### To do
Your answer is the line containing "Basketball game film review: mark the porch light" plus every line after it to the end of the data below, transcribed exactly and with nothing else.

[Recorded data]
========================================

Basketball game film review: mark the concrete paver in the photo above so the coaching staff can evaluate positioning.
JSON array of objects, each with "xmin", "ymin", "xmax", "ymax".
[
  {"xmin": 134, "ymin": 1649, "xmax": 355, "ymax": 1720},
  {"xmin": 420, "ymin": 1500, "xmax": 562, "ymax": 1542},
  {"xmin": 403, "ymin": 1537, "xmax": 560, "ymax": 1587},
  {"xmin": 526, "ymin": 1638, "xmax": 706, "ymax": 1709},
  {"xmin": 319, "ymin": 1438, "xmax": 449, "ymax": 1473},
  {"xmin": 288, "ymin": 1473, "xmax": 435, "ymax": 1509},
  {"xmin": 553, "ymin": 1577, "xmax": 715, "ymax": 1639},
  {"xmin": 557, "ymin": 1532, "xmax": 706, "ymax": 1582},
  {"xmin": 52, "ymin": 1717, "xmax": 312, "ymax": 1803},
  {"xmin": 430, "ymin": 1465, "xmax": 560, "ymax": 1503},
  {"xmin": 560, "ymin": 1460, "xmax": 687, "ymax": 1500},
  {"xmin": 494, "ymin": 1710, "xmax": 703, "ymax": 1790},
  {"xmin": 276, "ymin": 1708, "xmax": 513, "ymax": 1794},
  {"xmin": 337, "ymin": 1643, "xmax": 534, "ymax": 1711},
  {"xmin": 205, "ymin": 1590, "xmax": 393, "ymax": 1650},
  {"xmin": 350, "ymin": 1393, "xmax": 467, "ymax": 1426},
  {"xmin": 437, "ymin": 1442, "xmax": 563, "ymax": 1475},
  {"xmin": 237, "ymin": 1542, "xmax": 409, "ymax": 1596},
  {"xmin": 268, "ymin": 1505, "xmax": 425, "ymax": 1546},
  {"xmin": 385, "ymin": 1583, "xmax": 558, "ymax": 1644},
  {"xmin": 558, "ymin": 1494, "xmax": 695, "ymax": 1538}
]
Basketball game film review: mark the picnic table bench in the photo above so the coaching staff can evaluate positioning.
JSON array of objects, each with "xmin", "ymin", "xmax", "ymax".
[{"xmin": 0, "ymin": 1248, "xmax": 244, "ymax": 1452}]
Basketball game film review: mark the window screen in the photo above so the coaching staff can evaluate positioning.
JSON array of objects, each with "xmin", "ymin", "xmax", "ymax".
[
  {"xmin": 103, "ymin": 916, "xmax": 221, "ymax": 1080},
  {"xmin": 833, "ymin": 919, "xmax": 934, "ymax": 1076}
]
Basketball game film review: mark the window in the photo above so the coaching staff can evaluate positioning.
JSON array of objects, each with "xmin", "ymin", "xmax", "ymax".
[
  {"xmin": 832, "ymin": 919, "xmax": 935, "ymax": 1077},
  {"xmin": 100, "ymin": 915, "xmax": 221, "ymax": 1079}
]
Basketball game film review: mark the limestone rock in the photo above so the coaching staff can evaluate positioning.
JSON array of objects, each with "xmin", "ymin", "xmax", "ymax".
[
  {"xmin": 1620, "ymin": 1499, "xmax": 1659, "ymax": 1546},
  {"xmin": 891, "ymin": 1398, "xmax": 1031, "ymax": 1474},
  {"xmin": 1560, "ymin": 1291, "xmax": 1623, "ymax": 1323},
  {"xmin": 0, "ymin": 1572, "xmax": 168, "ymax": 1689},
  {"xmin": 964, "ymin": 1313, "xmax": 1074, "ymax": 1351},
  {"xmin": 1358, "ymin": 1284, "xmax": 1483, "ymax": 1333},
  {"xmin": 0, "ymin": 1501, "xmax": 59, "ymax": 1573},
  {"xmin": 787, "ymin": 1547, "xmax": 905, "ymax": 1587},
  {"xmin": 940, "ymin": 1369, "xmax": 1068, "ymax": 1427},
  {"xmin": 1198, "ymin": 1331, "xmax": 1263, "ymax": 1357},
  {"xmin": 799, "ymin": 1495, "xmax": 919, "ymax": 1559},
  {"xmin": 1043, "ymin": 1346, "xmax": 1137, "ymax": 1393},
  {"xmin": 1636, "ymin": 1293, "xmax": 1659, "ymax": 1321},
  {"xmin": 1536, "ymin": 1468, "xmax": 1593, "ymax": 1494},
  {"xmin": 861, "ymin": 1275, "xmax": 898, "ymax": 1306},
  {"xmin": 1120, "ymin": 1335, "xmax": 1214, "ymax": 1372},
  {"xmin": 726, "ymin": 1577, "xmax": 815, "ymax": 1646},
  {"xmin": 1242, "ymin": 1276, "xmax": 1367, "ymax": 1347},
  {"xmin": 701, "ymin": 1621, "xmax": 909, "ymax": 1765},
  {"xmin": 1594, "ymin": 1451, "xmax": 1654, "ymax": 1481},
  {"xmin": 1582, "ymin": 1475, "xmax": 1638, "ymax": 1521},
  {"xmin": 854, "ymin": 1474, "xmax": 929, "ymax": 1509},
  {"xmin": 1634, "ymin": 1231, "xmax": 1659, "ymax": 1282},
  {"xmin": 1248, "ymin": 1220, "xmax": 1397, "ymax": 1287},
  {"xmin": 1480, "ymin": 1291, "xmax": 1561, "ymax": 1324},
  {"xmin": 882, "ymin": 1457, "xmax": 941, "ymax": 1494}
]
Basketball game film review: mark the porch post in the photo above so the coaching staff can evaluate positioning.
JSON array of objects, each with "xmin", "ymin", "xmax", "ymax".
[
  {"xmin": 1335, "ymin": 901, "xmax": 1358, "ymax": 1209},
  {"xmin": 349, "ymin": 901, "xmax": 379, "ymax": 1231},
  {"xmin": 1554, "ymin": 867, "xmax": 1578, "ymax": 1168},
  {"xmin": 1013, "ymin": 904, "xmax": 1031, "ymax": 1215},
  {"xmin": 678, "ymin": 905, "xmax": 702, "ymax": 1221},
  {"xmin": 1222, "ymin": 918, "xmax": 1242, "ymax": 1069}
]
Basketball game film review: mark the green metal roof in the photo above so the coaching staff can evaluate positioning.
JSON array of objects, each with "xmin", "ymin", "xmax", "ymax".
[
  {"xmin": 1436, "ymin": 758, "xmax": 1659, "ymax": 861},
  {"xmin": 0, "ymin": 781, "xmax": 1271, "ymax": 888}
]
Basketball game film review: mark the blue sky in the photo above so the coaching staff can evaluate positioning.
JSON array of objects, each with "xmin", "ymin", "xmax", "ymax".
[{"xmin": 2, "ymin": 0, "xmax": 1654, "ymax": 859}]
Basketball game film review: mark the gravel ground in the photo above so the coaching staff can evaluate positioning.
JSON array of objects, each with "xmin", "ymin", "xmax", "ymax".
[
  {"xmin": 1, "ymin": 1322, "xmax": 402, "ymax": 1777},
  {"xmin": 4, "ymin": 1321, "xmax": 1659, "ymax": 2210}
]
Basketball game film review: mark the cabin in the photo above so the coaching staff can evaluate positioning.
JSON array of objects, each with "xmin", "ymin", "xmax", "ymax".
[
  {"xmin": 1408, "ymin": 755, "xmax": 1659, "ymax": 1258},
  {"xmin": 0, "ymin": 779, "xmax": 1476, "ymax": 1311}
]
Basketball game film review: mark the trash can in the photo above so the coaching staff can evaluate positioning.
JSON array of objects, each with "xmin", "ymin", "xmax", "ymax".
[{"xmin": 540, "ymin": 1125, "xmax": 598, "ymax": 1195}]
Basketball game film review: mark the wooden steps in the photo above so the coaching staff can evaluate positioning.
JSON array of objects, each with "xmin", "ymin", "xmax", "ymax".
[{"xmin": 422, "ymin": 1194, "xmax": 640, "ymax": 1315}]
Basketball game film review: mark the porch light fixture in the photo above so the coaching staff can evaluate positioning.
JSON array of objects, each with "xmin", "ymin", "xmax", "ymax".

========================================

### Your solution
Basketball game film review: mark the porch light fixture in the photo above so the coaching staff can evaluate positioning.
JSON array of objects, each with "xmin", "ymin", "xmax", "ymax".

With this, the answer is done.